** Source data follows **

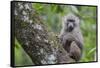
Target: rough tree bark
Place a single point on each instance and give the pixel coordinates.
(42, 46)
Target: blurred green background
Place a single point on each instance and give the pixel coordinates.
(52, 16)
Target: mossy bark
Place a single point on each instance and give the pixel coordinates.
(42, 46)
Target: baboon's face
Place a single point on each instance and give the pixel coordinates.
(71, 22)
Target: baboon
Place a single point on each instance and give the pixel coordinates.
(71, 36)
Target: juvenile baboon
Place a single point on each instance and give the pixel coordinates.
(71, 36)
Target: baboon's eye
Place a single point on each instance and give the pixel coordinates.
(71, 20)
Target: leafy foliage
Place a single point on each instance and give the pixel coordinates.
(52, 16)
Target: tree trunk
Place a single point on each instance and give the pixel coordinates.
(42, 46)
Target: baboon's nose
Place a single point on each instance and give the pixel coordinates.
(70, 27)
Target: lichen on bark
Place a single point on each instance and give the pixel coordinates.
(42, 46)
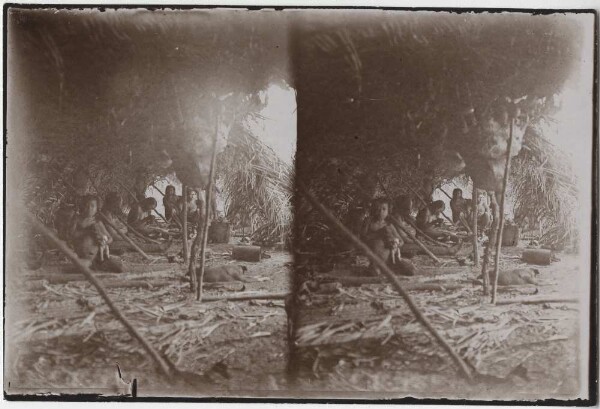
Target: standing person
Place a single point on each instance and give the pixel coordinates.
(71, 202)
(113, 210)
(457, 205)
(429, 221)
(140, 217)
(170, 201)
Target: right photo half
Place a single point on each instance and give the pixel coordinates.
(443, 205)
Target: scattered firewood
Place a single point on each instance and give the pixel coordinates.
(538, 300)
(246, 296)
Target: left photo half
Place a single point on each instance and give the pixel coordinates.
(149, 176)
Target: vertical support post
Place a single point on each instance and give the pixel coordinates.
(186, 249)
(208, 205)
(474, 199)
(501, 218)
(490, 245)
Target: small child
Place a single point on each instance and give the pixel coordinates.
(90, 239)
(383, 238)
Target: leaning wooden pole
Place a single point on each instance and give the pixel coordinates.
(501, 216)
(209, 195)
(186, 249)
(491, 243)
(389, 274)
(474, 197)
(165, 366)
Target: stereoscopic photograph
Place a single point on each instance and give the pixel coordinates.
(346, 204)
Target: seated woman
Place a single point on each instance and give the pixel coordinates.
(429, 221)
(170, 202)
(457, 205)
(383, 238)
(140, 218)
(113, 210)
(90, 239)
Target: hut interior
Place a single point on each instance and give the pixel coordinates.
(412, 106)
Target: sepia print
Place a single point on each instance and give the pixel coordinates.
(299, 203)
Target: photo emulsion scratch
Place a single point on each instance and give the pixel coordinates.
(301, 203)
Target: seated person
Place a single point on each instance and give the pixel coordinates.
(430, 222)
(383, 238)
(170, 201)
(140, 217)
(113, 210)
(90, 239)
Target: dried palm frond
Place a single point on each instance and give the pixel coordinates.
(257, 184)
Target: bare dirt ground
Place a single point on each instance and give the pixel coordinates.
(63, 339)
(521, 351)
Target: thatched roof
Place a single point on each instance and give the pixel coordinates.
(391, 98)
(111, 90)
(394, 85)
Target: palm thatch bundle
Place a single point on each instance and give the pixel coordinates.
(544, 188)
(400, 98)
(258, 185)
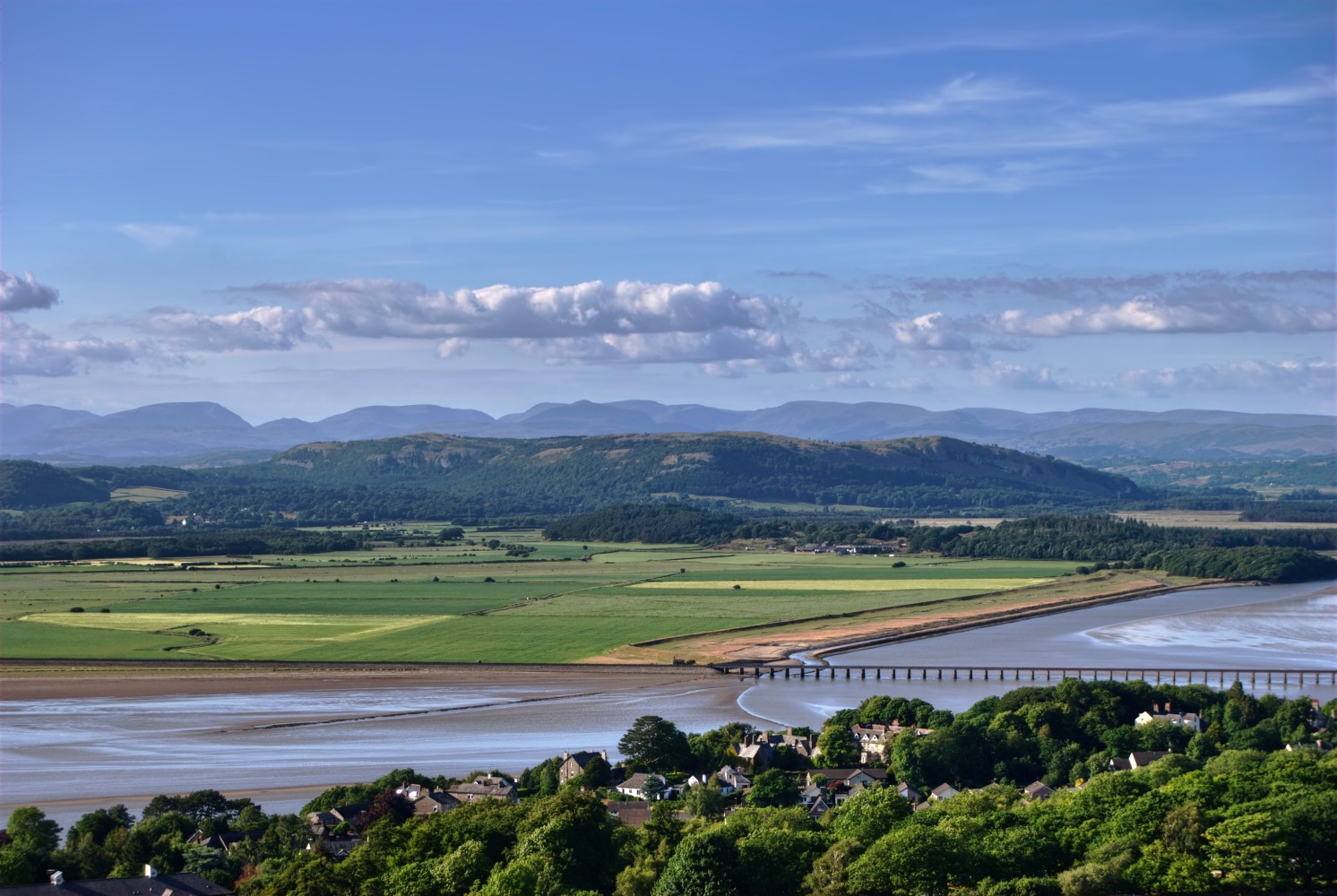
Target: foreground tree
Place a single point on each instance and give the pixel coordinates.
(654, 744)
(773, 788)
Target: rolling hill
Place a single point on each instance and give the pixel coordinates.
(205, 434)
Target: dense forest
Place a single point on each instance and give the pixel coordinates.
(26, 485)
(1229, 811)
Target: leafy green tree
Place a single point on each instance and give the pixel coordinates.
(32, 840)
(32, 832)
(837, 746)
(595, 774)
(831, 872)
(772, 861)
(654, 744)
(579, 839)
(869, 814)
(1250, 851)
(705, 800)
(705, 864)
(773, 788)
(913, 860)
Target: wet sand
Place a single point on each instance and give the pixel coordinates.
(63, 679)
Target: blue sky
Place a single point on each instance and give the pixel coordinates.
(298, 208)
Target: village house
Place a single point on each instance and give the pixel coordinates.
(150, 884)
(850, 777)
(226, 841)
(874, 740)
(908, 793)
(729, 780)
(635, 787)
(1179, 719)
(323, 823)
(758, 748)
(628, 812)
(1136, 760)
(426, 800)
(484, 788)
(943, 792)
(1038, 790)
(574, 763)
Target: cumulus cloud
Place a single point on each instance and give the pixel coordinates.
(271, 326)
(384, 308)
(1200, 303)
(932, 332)
(1285, 376)
(157, 236)
(660, 348)
(1236, 376)
(24, 293)
(1150, 314)
(1197, 287)
(1016, 376)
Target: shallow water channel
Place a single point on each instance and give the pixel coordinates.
(73, 754)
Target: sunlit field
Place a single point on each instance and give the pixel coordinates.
(460, 603)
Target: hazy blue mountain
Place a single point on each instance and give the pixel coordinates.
(22, 421)
(184, 431)
(377, 421)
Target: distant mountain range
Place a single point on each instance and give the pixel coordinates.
(206, 434)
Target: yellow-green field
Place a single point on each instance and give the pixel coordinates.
(459, 603)
(144, 494)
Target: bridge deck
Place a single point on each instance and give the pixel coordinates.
(1222, 676)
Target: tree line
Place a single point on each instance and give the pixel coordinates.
(1226, 811)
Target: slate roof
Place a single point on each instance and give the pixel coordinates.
(177, 884)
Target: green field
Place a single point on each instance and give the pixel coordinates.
(437, 603)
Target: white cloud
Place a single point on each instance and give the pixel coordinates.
(1016, 376)
(1247, 375)
(384, 308)
(1150, 314)
(932, 332)
(157, 236)
(1252, 375)
(271, 326)
(24, 293)
(453, 348)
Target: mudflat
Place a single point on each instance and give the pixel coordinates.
(56, 679)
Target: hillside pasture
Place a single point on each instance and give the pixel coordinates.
(146, 494)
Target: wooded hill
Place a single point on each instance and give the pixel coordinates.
(582, 472)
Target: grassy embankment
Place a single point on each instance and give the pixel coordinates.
(435, 603)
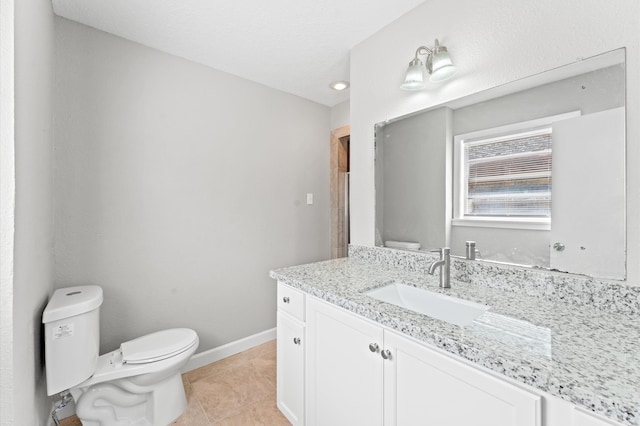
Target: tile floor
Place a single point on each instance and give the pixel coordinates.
(236, 391)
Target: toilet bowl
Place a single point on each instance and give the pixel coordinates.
(137, 384)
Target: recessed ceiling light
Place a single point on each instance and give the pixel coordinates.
(339, 85)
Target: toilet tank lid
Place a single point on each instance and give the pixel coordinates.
(157, 346)
(71, 301)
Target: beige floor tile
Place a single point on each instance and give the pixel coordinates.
(265, 365)
(262, 412)
(194, 414)
(228, 393)
(71, 421)
(238, 390)
(236, 360)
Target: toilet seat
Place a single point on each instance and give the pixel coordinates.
(157, 346)
(166, 355)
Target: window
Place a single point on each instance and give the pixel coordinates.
(503, 176)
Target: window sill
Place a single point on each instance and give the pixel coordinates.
(511, 223)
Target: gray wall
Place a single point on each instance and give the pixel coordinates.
(411, 167)
(179, 187)
(31, 280)
(410, 188)
(589, 93)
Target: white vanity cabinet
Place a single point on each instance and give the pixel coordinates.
(360, 373)
(425, 386)
(291, 345)
(348, 370)
(344, 368)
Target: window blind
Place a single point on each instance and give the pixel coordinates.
(509, 175)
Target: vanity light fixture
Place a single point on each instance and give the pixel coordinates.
(339, 86)
(439, 66)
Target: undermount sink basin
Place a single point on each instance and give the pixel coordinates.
(439, 306)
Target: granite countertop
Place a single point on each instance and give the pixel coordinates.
(581, 354)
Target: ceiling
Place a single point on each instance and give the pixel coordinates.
(297, 46)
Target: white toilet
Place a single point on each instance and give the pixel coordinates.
(137, 384)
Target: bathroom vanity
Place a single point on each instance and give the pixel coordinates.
(546, 352)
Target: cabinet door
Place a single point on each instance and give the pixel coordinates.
(343, 376)
(290, 368)
(425, 387)
(583, 418)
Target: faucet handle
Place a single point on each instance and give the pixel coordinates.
(442, 250)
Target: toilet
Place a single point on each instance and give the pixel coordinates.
(137, 384)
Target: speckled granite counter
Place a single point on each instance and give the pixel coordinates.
(584, 354)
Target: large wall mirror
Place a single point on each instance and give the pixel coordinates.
(532, 171)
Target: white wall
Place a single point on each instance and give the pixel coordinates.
(179, 187)
(27, 256)
(492, 42)
(340, 115)
(7, 212)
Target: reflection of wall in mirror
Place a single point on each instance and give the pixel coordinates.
(411, 199)
(589, 93)
(402, 190)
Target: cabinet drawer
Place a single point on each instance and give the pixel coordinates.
(291, 301)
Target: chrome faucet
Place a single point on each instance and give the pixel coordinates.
(444, 263)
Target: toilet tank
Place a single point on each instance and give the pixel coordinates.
(71, 336)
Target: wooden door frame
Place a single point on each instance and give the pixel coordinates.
(336, 135)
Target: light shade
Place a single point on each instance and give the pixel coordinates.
(440, 66)
(415, 76)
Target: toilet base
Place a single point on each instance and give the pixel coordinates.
(124, 403)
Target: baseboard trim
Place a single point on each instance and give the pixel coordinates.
(216, 354)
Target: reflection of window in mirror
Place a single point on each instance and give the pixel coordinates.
(503, 175)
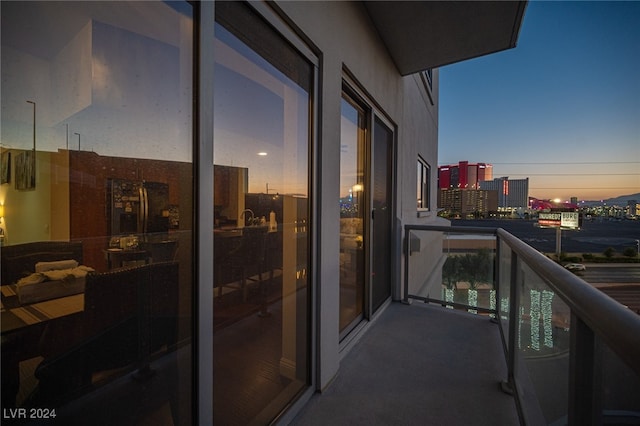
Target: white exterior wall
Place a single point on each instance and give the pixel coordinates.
(344, 37)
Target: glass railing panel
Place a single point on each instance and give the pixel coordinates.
(543, 333)
(458, 268)
(468, 272)
(620, 390)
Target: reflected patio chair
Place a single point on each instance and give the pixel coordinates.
(129, 314)
(246, 262)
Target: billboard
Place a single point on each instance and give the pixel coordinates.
(563, 220)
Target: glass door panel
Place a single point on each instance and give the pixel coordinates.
(261, 210)
(381, 214)
(352, 211)
(97, 126)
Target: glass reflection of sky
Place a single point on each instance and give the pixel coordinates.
(103, 74)
(259, 109)
(348, 148)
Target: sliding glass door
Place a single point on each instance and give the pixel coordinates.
(366, 209)
(262, 140)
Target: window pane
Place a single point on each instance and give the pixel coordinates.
(261, 197)
(97, 126)
(352, 208)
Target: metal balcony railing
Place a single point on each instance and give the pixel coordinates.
(572, 352)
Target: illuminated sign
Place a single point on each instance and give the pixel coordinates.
(564, 220)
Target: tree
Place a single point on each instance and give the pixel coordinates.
(451, 272)
(477, 267)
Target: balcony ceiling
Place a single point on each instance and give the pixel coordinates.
(429, 34)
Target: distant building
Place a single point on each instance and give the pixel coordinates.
(464, 175)
(467, 202)
(512, 193)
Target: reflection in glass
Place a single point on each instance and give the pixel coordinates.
(543, 343)
(261, 181)
(96, 263)
(352, 202)
(468, 272)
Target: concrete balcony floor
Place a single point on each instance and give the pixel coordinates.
(419, 365)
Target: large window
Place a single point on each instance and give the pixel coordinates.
(97, 259)
(262, 225)
(353, 207)
(423, 178)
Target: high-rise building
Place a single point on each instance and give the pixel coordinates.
(467, 202)
(512, 193)
(464, 175)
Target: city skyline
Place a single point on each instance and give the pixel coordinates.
(562, 108)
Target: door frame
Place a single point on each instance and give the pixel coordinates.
(352, 89)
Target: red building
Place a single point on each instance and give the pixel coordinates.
(464, 175)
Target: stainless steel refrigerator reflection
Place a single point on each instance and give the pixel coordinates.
(138, 208)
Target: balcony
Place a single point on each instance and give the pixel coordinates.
(504, 337)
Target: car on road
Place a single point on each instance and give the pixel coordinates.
(575, 267)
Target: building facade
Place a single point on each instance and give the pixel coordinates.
(236, 177)
(464, 175)
(465, 203)
(512, 193)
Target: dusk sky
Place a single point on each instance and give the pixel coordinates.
(562, 108)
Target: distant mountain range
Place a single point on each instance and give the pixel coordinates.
(621, 200)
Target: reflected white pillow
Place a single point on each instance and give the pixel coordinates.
(59, 264)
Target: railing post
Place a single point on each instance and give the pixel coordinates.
(585, 378)
(514, 307)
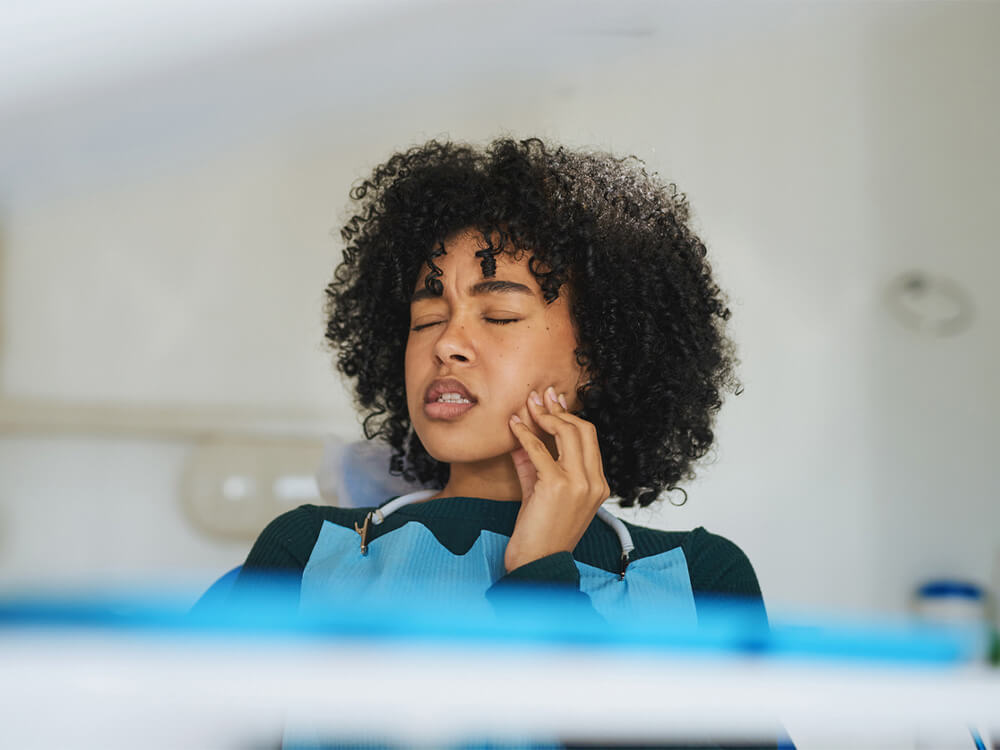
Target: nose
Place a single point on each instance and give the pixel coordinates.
(454, 344)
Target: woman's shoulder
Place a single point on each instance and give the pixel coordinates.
(716, 564)
(288, 540)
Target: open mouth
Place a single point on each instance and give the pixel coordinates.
(445, 409)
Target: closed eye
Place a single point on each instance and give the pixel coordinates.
(494, 321)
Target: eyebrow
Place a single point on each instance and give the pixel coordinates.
(495, 286)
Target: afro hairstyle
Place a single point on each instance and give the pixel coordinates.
(649, 316)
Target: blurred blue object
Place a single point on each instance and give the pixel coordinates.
(534, 616)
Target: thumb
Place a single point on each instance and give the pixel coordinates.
(526, 472)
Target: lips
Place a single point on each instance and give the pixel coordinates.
(447, 385)
(447, 410)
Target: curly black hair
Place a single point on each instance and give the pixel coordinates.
(650, 318)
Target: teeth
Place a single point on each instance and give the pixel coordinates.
(453, 398)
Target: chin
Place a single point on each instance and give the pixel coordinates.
(459, 451)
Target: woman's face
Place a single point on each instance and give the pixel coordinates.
(477, 351)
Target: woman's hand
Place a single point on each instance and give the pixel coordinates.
(559, 496)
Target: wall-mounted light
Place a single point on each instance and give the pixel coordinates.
(930, 304)
(232, 487)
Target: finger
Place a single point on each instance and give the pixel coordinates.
(532, 445)
(526, 473)
(569, 446)
(591, 449)
(552, 401)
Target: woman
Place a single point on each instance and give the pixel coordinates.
(532, 330)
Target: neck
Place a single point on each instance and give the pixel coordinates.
(493, 479)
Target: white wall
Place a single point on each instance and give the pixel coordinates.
(825, 149)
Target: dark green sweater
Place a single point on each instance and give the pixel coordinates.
(716, 565)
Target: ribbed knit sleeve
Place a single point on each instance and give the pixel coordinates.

** End of Source data **

▶ Task description
Start at the line containing "Target: ribbed knit sleeve". Repeat it and each line after it, word for word, to the end of the records.

▶ Answer box
Target: ribbed knit sleeve
Place a single point on each instance and give the pixel coordinates.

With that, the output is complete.